--- DATA LISTING ---

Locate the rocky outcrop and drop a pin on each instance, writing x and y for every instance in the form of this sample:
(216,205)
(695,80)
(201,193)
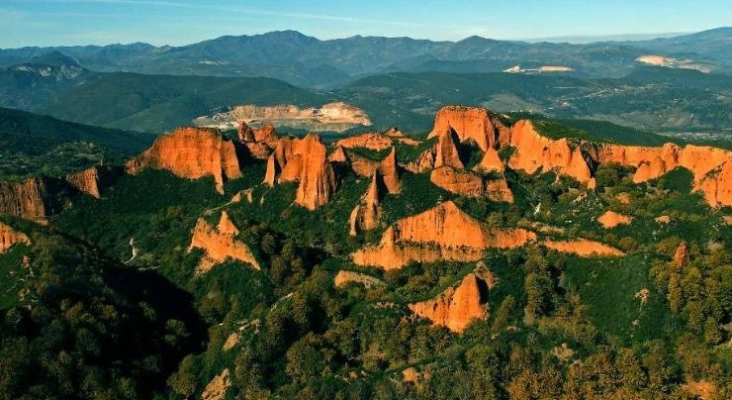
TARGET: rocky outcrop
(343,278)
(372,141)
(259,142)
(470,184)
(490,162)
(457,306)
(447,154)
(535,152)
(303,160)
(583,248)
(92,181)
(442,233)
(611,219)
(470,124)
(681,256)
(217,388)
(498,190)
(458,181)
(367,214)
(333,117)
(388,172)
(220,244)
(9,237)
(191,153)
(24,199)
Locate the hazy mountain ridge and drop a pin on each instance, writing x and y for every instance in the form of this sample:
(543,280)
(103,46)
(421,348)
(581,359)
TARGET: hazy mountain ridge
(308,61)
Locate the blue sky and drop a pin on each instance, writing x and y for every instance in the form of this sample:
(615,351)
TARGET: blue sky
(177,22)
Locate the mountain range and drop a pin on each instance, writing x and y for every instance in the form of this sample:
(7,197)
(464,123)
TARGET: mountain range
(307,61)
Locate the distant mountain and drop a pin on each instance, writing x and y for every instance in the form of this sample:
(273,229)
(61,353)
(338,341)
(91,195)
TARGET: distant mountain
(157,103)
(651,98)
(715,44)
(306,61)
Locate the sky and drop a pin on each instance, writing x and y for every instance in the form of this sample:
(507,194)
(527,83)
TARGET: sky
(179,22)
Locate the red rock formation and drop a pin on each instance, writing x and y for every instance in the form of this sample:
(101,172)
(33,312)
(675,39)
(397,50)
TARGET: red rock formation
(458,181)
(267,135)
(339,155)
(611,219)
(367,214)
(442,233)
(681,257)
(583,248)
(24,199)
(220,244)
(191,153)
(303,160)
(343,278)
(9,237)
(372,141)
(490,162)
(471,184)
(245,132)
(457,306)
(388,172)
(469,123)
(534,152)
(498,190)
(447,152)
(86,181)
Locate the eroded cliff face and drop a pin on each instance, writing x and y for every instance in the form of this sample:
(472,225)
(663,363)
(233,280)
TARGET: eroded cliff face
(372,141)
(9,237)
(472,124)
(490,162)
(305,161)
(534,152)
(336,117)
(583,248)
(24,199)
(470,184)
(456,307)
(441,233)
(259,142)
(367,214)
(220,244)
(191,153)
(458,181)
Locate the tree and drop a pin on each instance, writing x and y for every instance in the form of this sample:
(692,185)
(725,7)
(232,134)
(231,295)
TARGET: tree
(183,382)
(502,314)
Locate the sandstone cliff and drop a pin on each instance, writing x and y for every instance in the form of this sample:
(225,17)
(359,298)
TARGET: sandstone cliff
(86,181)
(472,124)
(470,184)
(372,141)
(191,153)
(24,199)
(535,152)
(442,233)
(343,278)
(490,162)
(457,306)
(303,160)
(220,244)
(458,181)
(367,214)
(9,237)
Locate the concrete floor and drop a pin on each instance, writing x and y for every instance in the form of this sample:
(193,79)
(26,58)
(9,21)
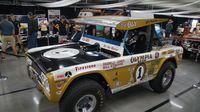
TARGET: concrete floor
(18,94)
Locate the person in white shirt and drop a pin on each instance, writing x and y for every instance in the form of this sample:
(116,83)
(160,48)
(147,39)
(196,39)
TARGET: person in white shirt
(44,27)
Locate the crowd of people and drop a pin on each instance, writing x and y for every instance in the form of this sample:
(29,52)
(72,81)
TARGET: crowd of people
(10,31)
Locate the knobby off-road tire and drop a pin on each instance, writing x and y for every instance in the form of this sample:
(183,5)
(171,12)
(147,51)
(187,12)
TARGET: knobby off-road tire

---

## WHAT IS REQUIRED
Take the records above and transcribe them exactly, dropping every picture.

## ANSWER TO THIS PROBLEM
Locate the rocky outcrop and drop a pin on each instance, writing x and y for every instance in the form of this sample:
(216,205)
(695,80)
(201,193)
TARGET: rocky outcrop
(343,278)
(372,141)
(259,142)
(470,184)
(490,162)
(457,306)
(447,154)
(535,152)
(303,160)
(583,248)
(92,181)
(442,233)
(611,219)
(470,124)
(681,256)
(217,388)
(498,190)
(458,181)
(367,214)
(333,117)
(388,172)
(220,244)
(9,237)
(191,153)
(24,199)
Locate the hazy mountain ridge and drop a pin on each instance, writing x and y for every instance in the form of this sample:
(543,280)
(103,46)
(421,348)
(581,359)
TARGET: hazy mountain ridge
(308,61)
Locate the blue sky and drop a pin on each instance, writing x and y for every instance in the form of this sample:
(615,351)
TARGET: blue sky
(177,22)
Locate the mountain range and drop a pin on each instance, writing x and y for every instance in the form of this sample:
(7,197)
(464,123)
TARGET: mountain range
(307,61)
Locate the distant mountain and drop a pin on each instance, writing x and y for every instance in the form of this sample:
(273,229)
(61,353)
(338,341)
(91,195)
TARGET: distant mountain
(157,103)
(651,98)
(715,44)
(306,61)
Locate the sky and drop a pin on each instance, writing x and y for every instance in the form of this sample:
(507,194)
(527,83)
TARGET: sky
(179,22)
Locate the red rock formation and drop a pin on each instance, writing x and y for every instance in the form of this sample:
(101,172)
(33,312)
(675,39)
(397,50)
TARGET: red rock formation
(458,181)
(267,135)
(339,155)
(611,219)
(367,214)
(442,233)
(681,257)
(583,248)
(24,199)
(220,244)
(191,153)
(303,160)
(343,278)
(9,237)
(372,141)
(490,162)
(471,184)
(245,132)
(457,306)
(388,172)
(469,123)
(534,152)
(498,190)
(447,152)
(86,181)
Locate the eroded cliff face and drop a pin on each instance, writing x and y for every instance in the form of this sample:
(472,225)
(663,363)
(233,280)
TARGET: eroded cliff face
(372,141)
(9,237)
(472,124)
(490,162)
(305,161)
(534,152)
(336,117)
(583,248)
(24,199)
(470,184)
(456,307)
(441,233)
(259,142)
(367,214)
(220,244)
(191,153)
(458,181)
Locate the tree and drop a pin on each instance, writing x and y for every instance in the form of this sample:
(692,185)
(725,7)
(232,134)
(231,295)
TARGET: tree
(183,382)
(502,314)
Locate the sandstone cliff and drop a pin on each instance, writing x and y for every instance in the form of this sample:
(225,17)
(359,298)
TARGET: sandstone cliff
(86,181)
(472,124)
(470,184)
(372,141)
(191,153)
(24,199)
(535,152)
(442,233)
(343,278)
(490,162)
(457,306)
(303,160)
(220,244)
(458,181)
(367,214)
(9,237)
Locate the concrete floor and drop a pin on each instance, writing x and y for every instance in the form of this sample:
(193,79)
(26,58)
(9,21)
TARGET: concrete floor
(18,94)
Locate the person in white shirt and drop a pin on each instance, writing x and y for every instance in the form of this sample:
(116,83)
(160,48)
(147,39)
(196,39)
TARGET: person in white shirt
(44,27)
Locate the crowd of people and drop a pin on each instance, writing x and y for every instance in the form of this sample:
(29,52)
(72,81)
TARGET: crowd of people
(10,31)
Locate the knobby off-road tire and drop a pin on each instance, writing x and y for every instance in the form of this sample:
(183,5)
(171,12)
(147,51)
(187,12)
TARGET: knobby off-road tire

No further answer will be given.